# EXERCISE PASSAGE:
Taliban has been gaining territory and taking over customs posts at Afghan border crossings, seizing much of the govt’s revenue. It now controls half of the country’s 419 districts
Washington: U.S. military aircraft have been hitting ground targets in Afghanistan in an effort to protect allies, according to U.S. Central Command, as the Taliban makes rapid advances in the void left by withdrawing American and North Atlantic Treaty Organization troops.
“U.S. forces have conducted several airstrikes in defence of our Afghan partners in recent days,” U.S. Air Force Maj. Nicole Ferrara, a U.S. Central Command spokesperson, said by email.
She declined to provide specifics on the aircraft involved. President Joe Biden ordered B-52 bombers and AC-130 Spectre gunships to strike enemy fighters advancing toward Kandahar and other cities, the Daily Mail reported on Saturday. A National Security Council spokesman referred questions to the Defence Department.
The Taliban will avenge U.S. airstrikes with “full strength,” spokesman Qari Yousef Ahmadi said in an emailed statement on Sunday, adding that the U.S. targeted civilian infrastructure such as hospitals and schools in the southern Helmand province.
The last U.S. ground forces are scheduled to leave Afghanistan by Aug. 31. The U.S. Embassy in Kabul on Saturday urged U.S. citizens to leave Afghanistan immediately “using available commercial flight options,” according to a statement on its website that cited “the security conditions and reduced staffing.”
The Taliban has been gaining territory and taking over customs posts at Afghan border crossings, seizing much of the government’s revenue. It now controls half of the country’s 419 districts, and the militants are putting pressure on the provincial capitals, General Mark Milley, chairman of the Joint Chiefs of Staff, said last month. Afghan security forces are consolidating around the cities as Taliban fighters attempt to isolate those population centres, he said.

# TO DO:
Please reproduce the Afghanistan airstrikes article word for word, starting at "She declined to" and ending at "the Defence Department.".

# SUPPLIED INFORMATION:
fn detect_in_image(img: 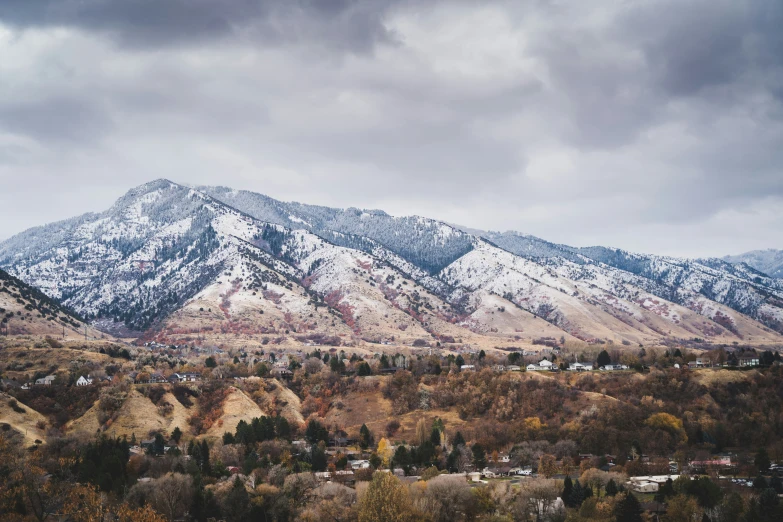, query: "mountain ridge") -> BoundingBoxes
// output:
[0,179,783,345]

# WRITTEN RESPONSE:
She declined to provide specifics on the aircraft involved. President Joe Biden ordered B-52 bombers and AC-130 Spectre gunships to strike enemy fighters advancing toward Kandahar and other cities, the Daily Mail reported on Saturday. A National Security Council spokesman referred questions to the Defence Department.